Exercise objective: Present every line of the records below as a Markdown table with the columns Row and Line, numbering the rows in order and leaving out blank lines.

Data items
** start **

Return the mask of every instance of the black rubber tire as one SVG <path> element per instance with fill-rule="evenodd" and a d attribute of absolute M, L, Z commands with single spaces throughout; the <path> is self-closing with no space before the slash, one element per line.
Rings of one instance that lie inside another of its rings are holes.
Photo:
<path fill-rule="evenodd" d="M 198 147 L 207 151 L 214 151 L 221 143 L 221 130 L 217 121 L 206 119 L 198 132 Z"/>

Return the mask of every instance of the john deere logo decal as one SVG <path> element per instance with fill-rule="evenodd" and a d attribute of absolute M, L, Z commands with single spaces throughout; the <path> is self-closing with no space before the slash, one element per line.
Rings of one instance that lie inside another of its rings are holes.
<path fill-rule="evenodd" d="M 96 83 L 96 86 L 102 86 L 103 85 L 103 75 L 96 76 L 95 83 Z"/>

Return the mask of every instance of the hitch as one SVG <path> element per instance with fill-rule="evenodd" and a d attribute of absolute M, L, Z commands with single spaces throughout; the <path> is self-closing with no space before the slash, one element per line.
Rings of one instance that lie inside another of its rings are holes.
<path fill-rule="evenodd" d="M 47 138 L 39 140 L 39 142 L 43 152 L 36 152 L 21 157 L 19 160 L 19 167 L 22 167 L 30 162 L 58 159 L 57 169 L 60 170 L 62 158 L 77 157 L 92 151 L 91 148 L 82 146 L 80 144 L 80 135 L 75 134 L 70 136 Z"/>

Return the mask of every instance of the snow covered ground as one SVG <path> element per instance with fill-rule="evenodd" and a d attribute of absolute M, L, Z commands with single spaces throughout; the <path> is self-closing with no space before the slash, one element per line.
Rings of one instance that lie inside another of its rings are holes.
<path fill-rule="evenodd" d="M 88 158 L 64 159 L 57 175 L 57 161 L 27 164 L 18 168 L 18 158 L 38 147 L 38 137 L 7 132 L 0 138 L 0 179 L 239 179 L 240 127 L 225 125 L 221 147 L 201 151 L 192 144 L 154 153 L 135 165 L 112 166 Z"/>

** end **

Answer to the exercise:
| Row | Line |
|---|---|
| 1 | Return the mask of every instance of the black rubber tire as one SVG <path> element per instance with fill-rule="evenodd" and a d attribute of absolute M, L, Z commands with single spaces throughout; the <path> is self-closing with no space before the slash, one element per line. |
| 2 | Rings of one instance that lie inside another of its rings are holes. |
| 3 | Photo: |
| 4 | <path fill-rule="evenodd" d="M 198 147 L 207 151 L 214 151 L 221 143 L 221 130 L 217 121 L 206 119 L 198 132 Z"/> |
| 5 | Return the mask of every instance of the john deere logo decal as one SVG <path> element per instance with fill-rule="evenodd" and a d attribute of absolute M, L, Z commands with single spaces throughout; the <path> is self-closing with no space before the slash, one element per line. |
| 6 | Rings of one instance that lie inside another of its rings are holes. |
| 7 | <path fill-rule="evenodd" d="M 96 83 L 96 86 L 102 86 L 103 85 L 103 75 L 96 76 L 95 83 Z"/> |
| 8 | Return the mask of every instance of the hitch as one SVG <path> element per instance with fill-rule="evenodd" and a d attribute of absolute M, L, Z commands with single spaces throughout; the <path> is self-closing with no space before the slash, one element per line. |
| 9 | Rings of one instance that lie inside another of its rings are holes. |
| 10 | <path fill-rule="evenodd" d="M 47 138 L 39 140 L 39 142 L 43 152 L 36 152 L 21 157 L 19 160 L 19 167 L 22 167 L 30 162 L 58 159 L 57 169 L 60 170 L 62 158 L 77 157 L 92 151 L 91 148 L 82 146 L 80 144 L 80 135 L 75 134 L 70 136 Z"/> |
| 11 | Return the mask of every instance of the snow covered ground as one SVG <path> element per instance with fill-rule="evenodd" and a d attribute of absolute M, L, Z commands with single spaces throughout; the <path> is self-closing with no space before the slash, one element per line. |
| 12 | Rings of one instance that lie inside another of its rings are holes. |
| 13 | <path fill-rule="evenodd" d="M 88 158 L 64 159 L 57 175 L 57 161 L 27 164 L 18 168 L 18 158 L 38 147 L 38 137 L 7 132 L 0 138 L 0 179 L 239 179 L 240 127 L 225 125 L 221 147 L 201 151 L 192 144 L 154 153 L 135 165 L 112 166 Z"/> |